◆ TEXT SEGMENT:

···

We must not waste this crisis, because the stakes could not be higher. What happens next will determine our health and wellbeing for generations.
COVID-19 is a terrible disease and an effective vaccine may take years. Modern medicine is very good at keeping people alive long enough for their immune systems to fight back, and death rates in countries with strong hospital systems are falling. Otherwise, all we have is prevention, and for prevention our most important tool is organised society. The quality of states around the world is now being measured in human lives lost. It is a brutal accounting.
The modern state owes its growth to public health—a political transformation that began in the midst of the cholera-pandemic years of the nineteenth century. Public health recognises that the individual is only safe if the society is safe: that the health of one depends on the health of all. It is no different with global warming—like the virus, the climate emergency threatens everyone.
And as COVID-19, like a heat-seeking missile, probes weaknesses in the body, its social determinants—poverty, crowding, insecurity, malnutrition, chronic disease and unfairness—create its richest human fuel. It relishes weak or corrupt states, even very rich ones, that have abdicated their duty of service to the people. It thrives on inequality and injustice.
But there are the causes of the causes, beyond the emergence of a novel coronavirus. These are the deep environmental stresses of exponential population growth and planetary exhaustion, fuelled by the fossil economy over the past 250 years. The climate emergency and the pandemic share a deep ancestry.
This deeper crisis will drive the emergence of other novel diseases that cross to humans from the natural world or from intensive livestock farming, just as it will trigger more natural disasters—fires, droughts, floods and famine. Above all, the inequality of the world, both within nations and between them, is what places us at greatest risk.

···

◆ SUPPLIED RECORDS:
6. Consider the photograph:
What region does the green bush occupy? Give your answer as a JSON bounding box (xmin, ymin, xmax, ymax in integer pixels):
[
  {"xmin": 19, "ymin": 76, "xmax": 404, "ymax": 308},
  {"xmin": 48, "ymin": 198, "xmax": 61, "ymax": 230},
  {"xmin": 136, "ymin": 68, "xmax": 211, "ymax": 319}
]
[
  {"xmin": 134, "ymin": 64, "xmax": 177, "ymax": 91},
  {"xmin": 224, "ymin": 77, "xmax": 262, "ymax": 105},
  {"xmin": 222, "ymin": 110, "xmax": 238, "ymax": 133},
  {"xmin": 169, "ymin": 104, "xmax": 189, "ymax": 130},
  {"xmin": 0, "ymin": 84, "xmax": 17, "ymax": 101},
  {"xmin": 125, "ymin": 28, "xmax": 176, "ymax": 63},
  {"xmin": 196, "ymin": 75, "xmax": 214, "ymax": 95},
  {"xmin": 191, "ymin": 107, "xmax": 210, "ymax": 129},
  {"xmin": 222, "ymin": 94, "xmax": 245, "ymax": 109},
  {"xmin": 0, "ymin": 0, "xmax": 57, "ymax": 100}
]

···

◆ EXERCISE 1: Above this material is a passage on the pandemic and the climate emergency. List the social determinants of COVID-19 that the passage names.
◆ EXERCISE 2: Write a continuation of the passage on the pandemic and the climate emergency, starting after its final sentence.

◆ TASK ANSWER 1: poverty, crowding, insecurity, malnutrition, chronic disease, unfairness

◆ TASK ANSWER 2:
The majority of urban workers in the world, including many in rich countries, depend on the daily exchange of goods, services and money. The precariat has replaced the proletariat, so that quarantining the market economy leaves people with only their government to fall back on. And as with cholera, if the poor get sick, then eventually so too will the rich.
This is the extent of the crisis. It goes beyond the pandemic and its immediate economic disruptions, as painful as they are. It has eaten into the deepest recesses of the human enterprise and exposed its vulnerabilities, even in a wealthy country like ours. And despite the risks of infection, people have been protesting around the world that Black Lives Matter and that inequality has gone too far. Perhaps this time, just perhaps, there will be change. There is much to be done.
What Happens Next? Reconstructing Australia after COVID-19 offers a rich cast of thinkers and doers from politics, economics, business, farming, governance, health, welfare, media, and education both higher and lower. No one has a complete recipe for recovery. Not all would agree with each other, but all offer insights and pathways to be explored. Neither are they pessimistic: indeed, when solutions can be imagined, there is hope.
One of the good things to emerge from Australia’s pandemic has been the explosion of discussion, webinars and talks as we Zoom across institutional, geographic and cultural borders. This national conversation must grow, and this book is a contribution to that. What matters is that we learn from each other, find some common ground, and focus on the reconstruction. The virus has delivered us a diagnosis. Now it is time for the recovery.
The recovery requires a national reconstruction—more than simply a rehabilitation to what we were. Since colonisation, the weeping sores that have never healed are those of racism and unfairness. We have never lived up to our ideals of the ‘fair go’ for all, nor to the requirements of a constituted Commonwealth, founded for the common good.
The book begins with an invocation from Thomas Mayor of the promise of the Uluru Statement from the Heart—a gift to the nation of reconciliation, a just rebuilding through a Makarrata. Such a reconciliation between First Nations and settler Australia could also lead the healing of the land and of society, teach us how to form partnerships instead of factions, and find consensus in place of conflict. This, we hope, is what will happen next.